» Data supplied
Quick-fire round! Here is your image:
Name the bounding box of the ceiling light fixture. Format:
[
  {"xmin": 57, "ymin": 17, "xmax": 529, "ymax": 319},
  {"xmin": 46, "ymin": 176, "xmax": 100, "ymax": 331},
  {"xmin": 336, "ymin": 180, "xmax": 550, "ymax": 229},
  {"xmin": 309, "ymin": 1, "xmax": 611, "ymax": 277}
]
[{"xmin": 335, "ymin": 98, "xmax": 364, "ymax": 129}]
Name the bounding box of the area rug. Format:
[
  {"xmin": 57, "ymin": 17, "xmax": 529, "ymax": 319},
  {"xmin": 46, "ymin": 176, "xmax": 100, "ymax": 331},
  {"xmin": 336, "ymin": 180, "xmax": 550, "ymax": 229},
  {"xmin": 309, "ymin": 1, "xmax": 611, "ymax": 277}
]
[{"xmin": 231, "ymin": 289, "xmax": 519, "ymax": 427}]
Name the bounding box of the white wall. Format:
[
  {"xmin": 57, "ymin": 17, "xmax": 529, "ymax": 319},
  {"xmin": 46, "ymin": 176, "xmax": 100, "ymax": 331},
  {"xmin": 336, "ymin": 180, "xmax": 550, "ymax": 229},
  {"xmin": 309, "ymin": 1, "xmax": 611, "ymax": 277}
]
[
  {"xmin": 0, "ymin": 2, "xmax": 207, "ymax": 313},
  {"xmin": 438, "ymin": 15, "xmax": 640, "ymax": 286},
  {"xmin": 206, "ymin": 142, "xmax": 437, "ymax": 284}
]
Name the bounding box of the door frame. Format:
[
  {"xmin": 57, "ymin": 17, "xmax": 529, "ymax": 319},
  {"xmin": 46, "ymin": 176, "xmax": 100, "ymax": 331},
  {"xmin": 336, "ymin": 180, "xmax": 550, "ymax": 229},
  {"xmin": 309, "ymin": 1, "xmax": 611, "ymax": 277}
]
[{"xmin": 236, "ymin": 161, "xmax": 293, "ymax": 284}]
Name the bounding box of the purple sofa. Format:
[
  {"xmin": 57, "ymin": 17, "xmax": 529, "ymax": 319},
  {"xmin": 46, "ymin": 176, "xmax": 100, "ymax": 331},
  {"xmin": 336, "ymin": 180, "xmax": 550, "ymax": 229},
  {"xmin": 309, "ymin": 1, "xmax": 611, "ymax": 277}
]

» What to do
Pull out every line of the listing above that contains the string "Format", and match its case exactly.

» Answer for this exercise
Name the bounding box of the ceiling light fixture. Format:
Name the bounding box of the area rug. Format:
Name the bounding box of the white wall. Format:
Name the bounding box of the door frame. Format:
Name the bounding box of the purple sofa. Format:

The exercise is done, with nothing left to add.